## Document segment
■ ■ ■ ■

Issued in March 2024, the EPA’s rule bans six ongoing uses of chrysotile asbestos (only one of the six recognized fibers), including chlor-alkali diaphragms, asbestos vehicle brakes, and certain gaskets. Compliance dates for some facilities are up to twelve years. While a step forward, the rule is limited in scope and leaves significant gaps.
4. Why does ADAO argue the Part 1 rule is inadequate?
ADAO and its public health partners have identified four key deficiencies:
Narrow fiber coverage: It only bans chrysotile, one of six deadly asbestos fibers.
Partial use coverage: It regulates only six uses, allowing for undocumented uses to continue without restriction.
Industry-friendly timelines: Some companies were given up to twelve years to transition despite the ready availability of safer alternatives.
Failure to address environmental releases: EPA did not meaningfully restrict asbestos industrial releases to air, water, and waste streams.
5. What is the legal challenge before the Fifth Circuit Court?
Two sets of petitioners have filed suit:
Public health petitioners, including ADAO, argue the rule is under-protective and violates TSCA.
Industry petitioners, including Olin Corporation and several chemical councils, seek to vacate the rule entirely.
If vacated, the U.S. would again have no meaningful asbestos protections under TSCA. Oral arguments are expected in early 2026.
ARBAN is bipartisan, bicameral legislation introduced by Senator Jeff Merkley (D-OR), Representative Suzanne Bonamici (D-OR), and Representative Don Bacon (R-NE).
It would:
Ban all asbestos fibers, including chrysotile, crocidolite, amosite, anthophyllite, tremolite, actinolite, and related fibers like winchite and richterite.
Ban all current and future uses of these fibers.
Ensure protections are comprehensive and not subject to judicial reversal.
This is the fifth introduction of ARBAN, reflecting years of persistent leadership and growing congressional support.
Prohibiting discontinued uses from being reintroduced.
Eliminating the risk of lengthy litigation that could weaken or overturn protections.
8. Why is bipartisan support in the House for ARBAN significant?
ARBAN is co-led in the House by Rep. Bonamici (D-OR) and Rep. Bacon (R-NE), demonstrating cross-party recognition of asbestos as a public health crisis. Bipartisanship improves prospects for committee action, broader stakeholder support, and final passage. In the Senate, the bill is currently Democratic-led by Sen. Merkley, making expanded bipartisan support there a key next step.
9. Why is legislation the only lasting solution?
EPA rules can easily be weakened or overturned in court, as seen with past asbestos regulations. By contrast, legislation like ARBAN provides durable, comprehensive, and permanent protection that ensures certainty for workers, industry, and communities.
10. What is at stake if ARBAN does not pass?
Without ARBAN, the U.S. will remain dependent on limited, legally vulnerable EPA rules. If the Fifth Circuit weakens or vacates the Part 1 rule or if EPA rolls it back, Americans will be left without meaningful protections, perpetuating preventable deaths and illnesses.
11. Who is most at risk of asbestos exposure today?
Workers in chemical production, construction, and remediation remain at the highest risk, along with firefighters, first responders, and disadvantaged communities near industrial facilities. Children and consumers may also face exposure from contaminated environments and products.
12. What role do survivors and families play in advancing ARBAN?
Survivors and families provide powerful testimony that humanizes the statistics and demonstrates the real-world toll of asbestos disease. Their voices have been central in hearings, advocacy, and raising awareness, helping Congress and the public grasp the urgency of prevention.
13. What can Congress and the public do now?
Congress: Act swiftly to pass ARBAN.
The public: Urge elected officials to co-sponsor ARBAN, share stories to raise awareness, and use tools like ADAO’s Asbestos Action Navigator to learn about prevention, exposure, and treatment.

■ ■ ■ ■

## Provided data
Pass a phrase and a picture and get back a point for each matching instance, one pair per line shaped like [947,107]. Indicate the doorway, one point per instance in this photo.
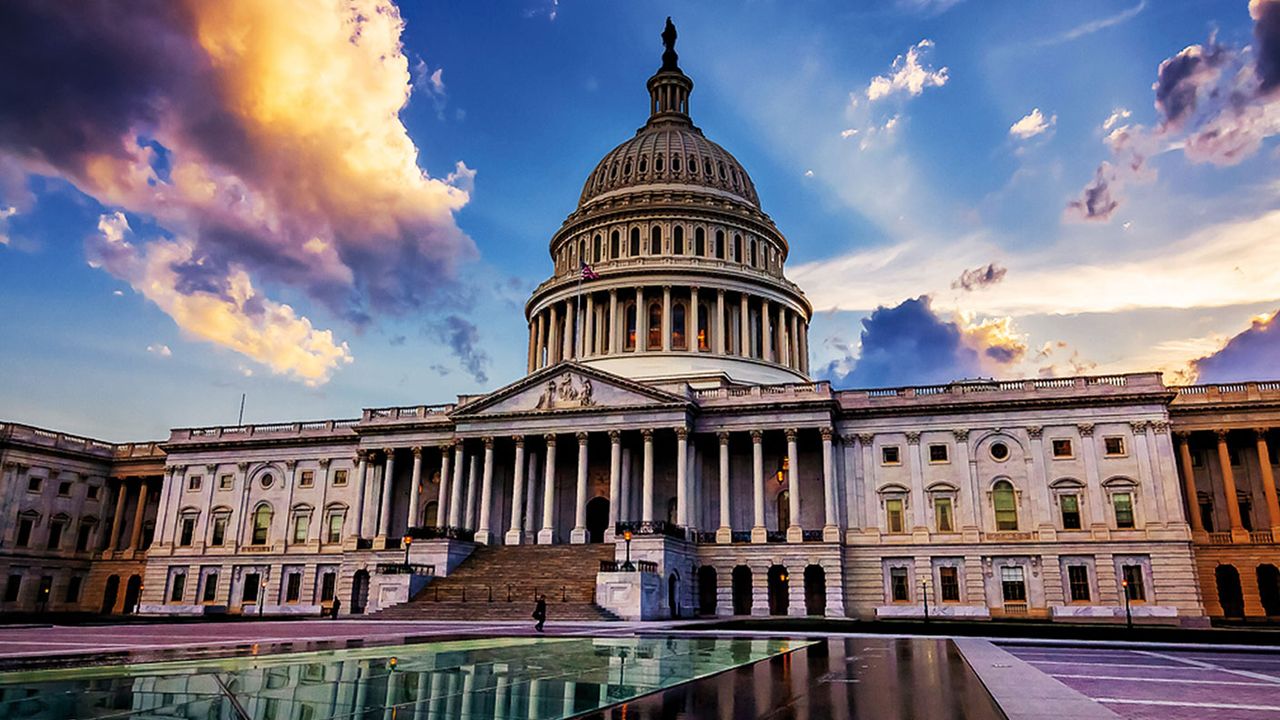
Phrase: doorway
[597,519]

■ ■ ■ ■

## Activity
Return the stretch of the asbestos text from "10. What is" through "asbestos exposure today?", copied word for word. The data has no connection to the asbestos text.

## The answer
10. What is at stake if ARBAN does not pass?
Without ARBAN, the U.S. will remain dependent on limited, legally vulnerable EPA rules. If the Fifth Circuit weakens or vacates the Part 1 rule or if EPA rolls it back, Americans will be left without meaningful protections, perpetuating preventable deaths and illnesses.
11. Who is most at risk of asbestos exposure today?